这道题是一道经典的带权重的有向图问题。既可以用BFS,也可以用DFS来解决。
- BFS: 难点在于每个加入队列的节点需要包含到目前为止的accumulated cost。一开始超时,需要在入队前判断accumulated cost是否已经比当前的min cost大,如果大就没有必要再入队了。
var findCheapestPrice = function(n, flights, src, dst, K) {
if (n === 0) {
return 0;
}
const map = {};
for (let i = 0; i < n; i++) {
map[i] = [];
}
const cost = {};
for (let i = 0; i < flights.length; i++) {
map[flights[i][0]].push(flights[i][1]);
cost[flights[i][0]+','+flights[i][1]] = flights[i][2];
}
const queue = [[src, 0]];
let level = 0;
let min = Number.MAX_SAFE_INTEGER;
while (queue.length > 0 && level <= K+1) {
const size = queue.length;
for (let i = 0; i < size; i++) {
const [curr, accumCost] = queue.pop();
if (curr === dst) {
min = Math.min(min, accumCost);
} else {
for (let j = 0; j < map[curr].length; j++) {
if (accumCost + cost[curr+','+map[curr][j]] >= min) continue;
queue.unshift([map[curr][j], accumCost + cost[curr+','+map[curr][j]]]);
}
}
}
level++;
}
return min === Number.MAX_SAFE_INTEGER ? -1 : min;
};
- DFS: 同样要prone优化,否则会超时。
var findCheapestPrice = function(n, flights, src, dst, K) {
if (n === 0) {
return 0;
}
if (src === dst) {
return 0;
}
const map = {};
for (let i = 0; i < n; i++) {
map[i] = [];
}
const cost = {};
for (let i = 0; i < flights.length; i++) {
map[flights[i][0]].push(flights[i][1]);
cost[flights[i][0]+','+flights[i][1]] = flights[i][2];
}
const min = [Number.MAX_SAFE_INTEGER];
dfs(map, cost, src, dst, K, 0, min);
return min[0] === Number.MAX_SAFE_INTEGER ? -1 : min[0];
};
function dfs(map, cost, src, dst, K, sum, min) {
if (src === dst) {
min[0] = Math.min(min[0], sum);
return;
}
if (K < 0) {
return;
}
const neighbors = map[src];
for (let i = 0; i < neighbors.length; i++) {
const next = neighbors[i];
if (sum + cost[src+','+next] >= min[0]) {
continue;
}
dfs(map, cost, next, dst, K-1, sum + cost[src+','+next], min);
}
}

▶ [任务目标]:
给定文段提到，BFS解法一开始超时。为此，节点入队前需要做什么判断？

▶ [数据摘录]:
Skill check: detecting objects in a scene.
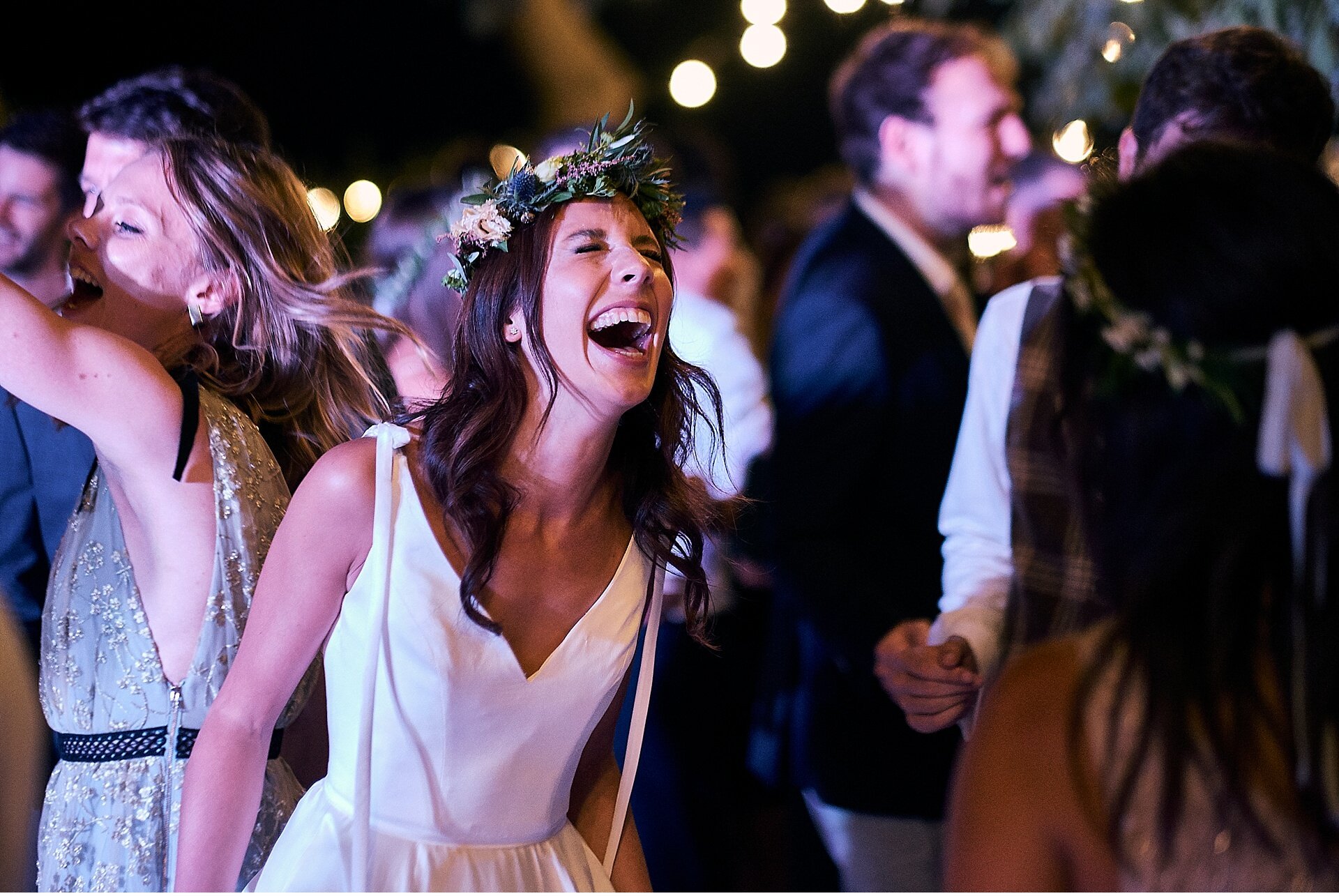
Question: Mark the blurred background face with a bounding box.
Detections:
[0,146,67,276]
[907,56,1031,238]
[79,131,149,218]
[515,195,674,418]
[60,153,202,351]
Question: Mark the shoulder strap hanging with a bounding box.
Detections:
[604,561,665,876]
[349,423,409,890]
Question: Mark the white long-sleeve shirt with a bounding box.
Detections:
[929,278,1055,678]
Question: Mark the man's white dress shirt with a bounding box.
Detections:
[929,278,1058,678]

▶ [结果]:
入队前要判断accumulated cost是否已经比当前的min cost大，如果大就没有必要再入队。